### Given request A
List every DynamoDB operation or API that the DynamoDB cheat sheet below names.

Amazon DynamoDB Cheat Sheet

  • In general, Scan operations are less efficient than other operations in DynamoDB. A Scan operation always scans the entire table or secondary index. If possible, you should avoid using a Scan operation on a large table or index with a filter that removes many results. Also, as a table or index grows, the Scan operation slows. The Scan operation examines every item for the requested values and can use up the provisioned throughput for a large table or index in a single operation. For faster response times, design your tables and indexes so that your applications can use Query instead of Scan. For tables, you can also consider using the GetItem and BatchGetItem APIs.

  • Time To Live (TTL) for DynamoDB allows you to define when items in a table expire so that they can be automatically deleted from the database.TTL is provided at no extra cost as a way to reduce storage usage and reduce the cost of storing irrelevant data without using provisioned throughput. With TTL enabled on a table, you can set a timestamp for deletion on a per-item basis, allowing you to limit storage usage to only those records that are relevant.

  • DynamoDB Streams enables solutions such as these, and many others. DynamoDB Streams captures a time-ordered sequence of item-level modifications in any DynamoDB table, and stores this information in a log for up to 24 hours. Applications can access this log and view the data items as they appeared before and after they were modified, in near real time.A DynamoDB stream is an ordered flow of information about changes to items in an Amazon DynamoDB table. When you enable a stream on a table, DynamoDB captures information about every modification to data items in the table.

### The input
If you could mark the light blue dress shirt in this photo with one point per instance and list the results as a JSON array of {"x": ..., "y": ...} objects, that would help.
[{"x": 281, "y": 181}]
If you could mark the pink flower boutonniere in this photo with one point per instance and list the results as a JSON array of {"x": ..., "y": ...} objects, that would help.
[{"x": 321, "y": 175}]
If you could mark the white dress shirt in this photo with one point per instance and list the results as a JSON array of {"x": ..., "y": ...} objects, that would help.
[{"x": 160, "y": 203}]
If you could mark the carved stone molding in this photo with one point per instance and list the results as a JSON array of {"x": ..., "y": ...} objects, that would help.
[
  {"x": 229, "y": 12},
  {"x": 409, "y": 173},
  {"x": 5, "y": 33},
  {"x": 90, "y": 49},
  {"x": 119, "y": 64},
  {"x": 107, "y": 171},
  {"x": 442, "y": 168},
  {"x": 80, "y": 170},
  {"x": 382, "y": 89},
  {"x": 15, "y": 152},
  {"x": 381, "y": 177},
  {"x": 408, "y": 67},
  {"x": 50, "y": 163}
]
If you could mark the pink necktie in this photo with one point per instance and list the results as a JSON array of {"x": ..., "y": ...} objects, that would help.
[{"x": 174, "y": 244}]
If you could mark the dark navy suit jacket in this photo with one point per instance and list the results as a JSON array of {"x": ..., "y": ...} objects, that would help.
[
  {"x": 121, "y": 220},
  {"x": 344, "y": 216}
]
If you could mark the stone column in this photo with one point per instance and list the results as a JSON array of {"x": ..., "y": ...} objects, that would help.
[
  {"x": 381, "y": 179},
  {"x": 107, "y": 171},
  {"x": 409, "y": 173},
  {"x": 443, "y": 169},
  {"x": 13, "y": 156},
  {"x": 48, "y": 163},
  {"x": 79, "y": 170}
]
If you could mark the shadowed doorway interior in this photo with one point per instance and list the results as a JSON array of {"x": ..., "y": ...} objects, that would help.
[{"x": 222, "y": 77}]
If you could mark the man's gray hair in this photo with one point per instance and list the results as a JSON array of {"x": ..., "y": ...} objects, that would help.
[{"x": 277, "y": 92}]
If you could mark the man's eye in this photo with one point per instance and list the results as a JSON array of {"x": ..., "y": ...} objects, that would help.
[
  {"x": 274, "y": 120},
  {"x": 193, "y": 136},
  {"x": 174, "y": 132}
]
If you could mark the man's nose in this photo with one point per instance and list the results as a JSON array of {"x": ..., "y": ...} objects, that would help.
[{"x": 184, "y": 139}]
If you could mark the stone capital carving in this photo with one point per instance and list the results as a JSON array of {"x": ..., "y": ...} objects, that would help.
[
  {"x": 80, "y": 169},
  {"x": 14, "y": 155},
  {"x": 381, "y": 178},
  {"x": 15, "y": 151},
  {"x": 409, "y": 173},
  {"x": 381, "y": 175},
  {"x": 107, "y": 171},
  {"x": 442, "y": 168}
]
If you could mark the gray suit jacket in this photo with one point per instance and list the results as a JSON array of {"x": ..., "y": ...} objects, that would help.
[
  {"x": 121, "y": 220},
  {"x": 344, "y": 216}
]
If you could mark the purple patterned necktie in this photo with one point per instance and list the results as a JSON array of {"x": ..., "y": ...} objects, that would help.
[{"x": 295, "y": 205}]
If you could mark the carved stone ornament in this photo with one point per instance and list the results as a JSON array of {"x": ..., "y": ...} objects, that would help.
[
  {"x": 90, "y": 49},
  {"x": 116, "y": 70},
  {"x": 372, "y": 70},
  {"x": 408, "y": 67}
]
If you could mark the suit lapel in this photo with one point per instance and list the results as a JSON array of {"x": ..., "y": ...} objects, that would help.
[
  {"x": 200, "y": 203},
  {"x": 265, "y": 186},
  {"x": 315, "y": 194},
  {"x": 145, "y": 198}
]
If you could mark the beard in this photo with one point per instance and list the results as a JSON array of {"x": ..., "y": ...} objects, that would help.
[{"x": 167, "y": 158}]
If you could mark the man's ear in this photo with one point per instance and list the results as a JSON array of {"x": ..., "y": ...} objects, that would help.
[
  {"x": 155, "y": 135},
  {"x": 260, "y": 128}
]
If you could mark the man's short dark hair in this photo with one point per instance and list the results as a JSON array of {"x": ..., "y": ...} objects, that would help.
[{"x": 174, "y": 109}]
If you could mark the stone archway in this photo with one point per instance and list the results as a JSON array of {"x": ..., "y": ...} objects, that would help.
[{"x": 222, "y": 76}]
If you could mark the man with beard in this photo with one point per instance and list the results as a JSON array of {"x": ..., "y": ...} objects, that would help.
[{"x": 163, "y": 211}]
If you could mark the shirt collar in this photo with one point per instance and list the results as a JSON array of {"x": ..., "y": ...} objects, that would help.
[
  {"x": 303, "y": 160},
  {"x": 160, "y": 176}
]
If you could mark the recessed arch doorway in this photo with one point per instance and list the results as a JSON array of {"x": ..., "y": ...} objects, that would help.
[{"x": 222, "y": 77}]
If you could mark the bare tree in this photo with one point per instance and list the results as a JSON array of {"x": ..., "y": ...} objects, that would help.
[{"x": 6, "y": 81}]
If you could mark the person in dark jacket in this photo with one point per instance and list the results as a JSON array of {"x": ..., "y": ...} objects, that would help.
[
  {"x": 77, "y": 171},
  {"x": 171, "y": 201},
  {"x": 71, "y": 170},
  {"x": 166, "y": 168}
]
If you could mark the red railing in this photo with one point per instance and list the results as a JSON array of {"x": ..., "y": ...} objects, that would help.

### Given request B
From the records above, pick out every line containing the word "suit", with case counting, and copy each one in full.

### Written answer A
Scan, Query, GetItem, BatchGetItem

### Written answer B
If you could mark the dark navy suit jacket in this photo with one point per instance and list the results as a JSON array of {"x": ..., "y": ...} objects, that would help.
If you could mark the gray suit jacket in this photo with one point per instance and list the results as a JSON array of {"x": ..., "y": ...} objects, that would help.
If you could mark the suit lapel in this photo with one point per instance and list the results as a JSON array of {"x": ..., "y": ...} objects, that would help.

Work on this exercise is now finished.